Tasks to complete:
1. In the Jiiva biography, which film was his first as a lead actor?
2. Reproduce a passage from the Jiiva biography word for word. Begin at the words "Amar Choudary (born" and stop after the words "in Raam (2005).".
3. Write what comes next in the Jiiva biography, picking up after its final sentence.

Extract provided:
Amar Choudary (born 4 January 1984), known professionally as Jiiva, is an Indian actor and film producer who works in Tamil cinema. He is the youngest son of the late film producer R. B. Choudary.

He began his career as a child actor in 1991 in films produced by his father. He made his debut as a lead actor in his father's 50th production, Aasai Aasaiyai (2003). After Sivaji Ganesan, Jiiva is the only Tamil actor to have been awarded at the Cyprus International Film Festival, particularly for his performance in Raam (2005).

After this, he has acted in other movies that have been successful, such as E (2006), Katradhu Tamizh (2007), Siva Manasula Sakthi (2009), Ko (2011), Nanban (2012), Mugamoodi (2012), Neethaane En Ponvasantham (2012), Endrendrum Punnagai (2013), Kalakalappu 2 (2018), and Kalathil Santhippom (2021). He made his Hindi cinema debut with the film 83 (2021), in which he portrayed cricketer Krishnamachari Srikkanth. After a series of commercial failures, he made a comeback with the hit film Thalaivar Thambi Thalaimaiyil (2026).

== Early and personal life ==
Jiiva was born as Amar Choudary on 4 January 1984 in Chennai to Rajasthani-origin film producer R. B. Choudary and his Tamil wife Mahjabeen. He is the youngest of four boys; his brothers are Suresh Choudary (co-producer in their home banner, Super Good Films), Jeevan Choudary (entrepreneur of a steel company), and Jithan Ramesh (actor and producer). R. B. Choudary is a noted independent south Indian film producer (Super Good Films) who has been a launchpad for now-famous directors and actors. His wife is a Punjabi.

Supplied data:
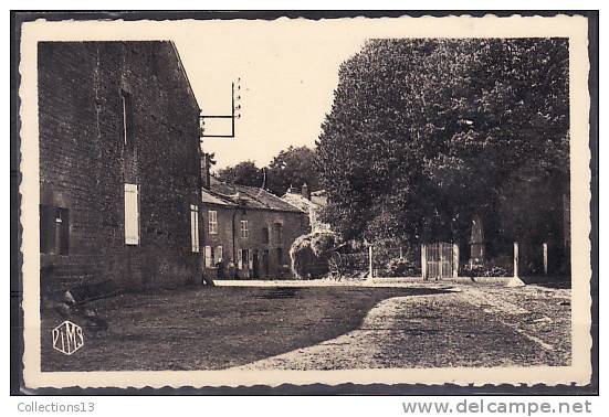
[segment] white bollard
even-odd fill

Task-by-task outputs:
1. Aasai Aasaiyai (2003), his father's 50th production.

2.
Amar Choudary (born 4 January 1984), known professionally as Jiiva, is an Indian actor and film producer who works in Tamil cinema. He is the youngest son of the late film producer R. B. Choudary.

He began his career as a child actor in 1991 in films produced by his father. He made his debut as a lead actor in his father's 50th production, Aasai Aasaiyai (2003). After Sivaji Ganesan, Jiiva is the only Tamil actor to have been awarded at the Cyprus International Film Festival, particularly for his performance in Raam (2005).

3.
==Career==

=== 2003–2008: Debut and breakthrough ===

Jiiva made his debut in his father's production (Super Good Films), Aasai Aasaiyai, directed by Ravi Mariya in 2003. The film performed averagely at the box office, but critics felt that Jiiva left an impression.

His second film Thithikudhe (the Tamil remake of Uday Kiran's Telugu film Manasantha Nuvve), which also released in 2003, was also produced by Super Good Films. The film opened to mixed reviews but the actor gained appreciation for his good looks and expressive emotions. It was his third film, Ameer's crime thriller, Raam (2005) that was called a 'dream break' for his calling in the film industry. The racy screenplay and his role of an eccentric 17-year-old gained positive feedback from audience and critics. The movie was screened at the International Film Festival in Goa and later at the Cyprus International Film Festival, where he won the Best Actor award.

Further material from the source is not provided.